Problem to work on
Could you write out the listing below again, switching every "keypoint" to "marker" and leaving everything else unchanged?

begin

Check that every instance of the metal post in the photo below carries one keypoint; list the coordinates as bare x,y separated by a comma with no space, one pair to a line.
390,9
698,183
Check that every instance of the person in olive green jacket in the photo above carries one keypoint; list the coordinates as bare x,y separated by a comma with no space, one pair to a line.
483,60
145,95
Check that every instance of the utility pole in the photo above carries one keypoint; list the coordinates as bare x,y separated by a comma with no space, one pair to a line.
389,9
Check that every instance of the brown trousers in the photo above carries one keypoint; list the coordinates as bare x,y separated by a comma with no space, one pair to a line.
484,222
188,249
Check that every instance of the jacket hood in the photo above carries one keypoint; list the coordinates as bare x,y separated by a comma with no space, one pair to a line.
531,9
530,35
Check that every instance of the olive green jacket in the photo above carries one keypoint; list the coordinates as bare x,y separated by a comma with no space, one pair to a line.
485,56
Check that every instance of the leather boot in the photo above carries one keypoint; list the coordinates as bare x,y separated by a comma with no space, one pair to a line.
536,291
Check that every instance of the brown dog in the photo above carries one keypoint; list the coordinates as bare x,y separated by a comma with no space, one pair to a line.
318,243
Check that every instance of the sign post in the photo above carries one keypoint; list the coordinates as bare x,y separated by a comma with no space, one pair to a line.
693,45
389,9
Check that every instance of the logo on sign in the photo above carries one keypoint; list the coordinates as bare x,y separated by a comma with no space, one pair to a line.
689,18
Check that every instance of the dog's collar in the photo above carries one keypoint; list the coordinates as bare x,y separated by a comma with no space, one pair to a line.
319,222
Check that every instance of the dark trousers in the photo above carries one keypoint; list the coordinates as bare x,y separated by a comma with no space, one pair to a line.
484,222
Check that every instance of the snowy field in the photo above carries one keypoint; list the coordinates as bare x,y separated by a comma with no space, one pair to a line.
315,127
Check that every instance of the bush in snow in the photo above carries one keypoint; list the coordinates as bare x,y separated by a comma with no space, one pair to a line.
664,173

end

Reply
Check that every instance of the metal post in the photo below carries one marker; list the coordinates as bare x,y separated by a comma with no space, one pair to a line.
390,9
698,183
Check that every instance of the person in olive green jacket in the photo above carries one marker; list the coordinates as bare x,y separated by a comma with no space, one pair to a line.
483,60
145,95
Check that every instance of the utility pole in the photo above carries one marker; list the coordinates as bare x,y separated by a comma with no space, one pair to a line.
389,9
Check that every instance of the brown trousers in the photo above carries one marker; list the coordinates as bare x,y separated by a comma with no space, one pair to a line.
484,222
188,249
Check that every instance of the jacket hood in the photo above carries one marker; list the coordinates as bare x,y separated by a comma with no space, one pair to a line.
531,9
530,35
Check that every instance of the olive green jacket in the photo above carries one marker; list the coordinates as bare x,y separated by a comma with no space, one pair to a line.
485,56
Check that every instance of the leather boot in the photo above carries one marker; list the coordinates as bare x,y separated by a comma with no space, one pair to a line.
536,291
Check that every instance of the brown dog in the photo above carries one marker; list the coordinates as bare x,y separated by a comma with no space, one pair to a line.
318,243
Check that every instance of the sign post in the photo above carries one marker; list the coordinates as bare x,y separated by a comma with no space, one pair to a line.
693,45
389,9
Check that every instance of the logo on sign in the photo above carries one marker; list the coordinates as bare x,y separated by a comma with no space, one pair to a line.
689,18
Check that every instance of the dog's collar in the photo above carries one marker; list the coordinates as bare x,y separated by a comma with no space, one pair to a line.
319,222
Check that every instance of the dark trousers in the photo above carries one marker; list the coordinates as bare x,y separated by a comma with no space, one pair to a line.
484,222
Check that every instance of the snowy field in the photo above carries one marker; list the coordinates as bare x,y separated by a comma with no space, one pair to a line.
315,127
Check that every instance of the bush in snow in the photo above carries one marker; list the coordinates as bare x,y separated by a comma with no space, one pair to a line.
664,173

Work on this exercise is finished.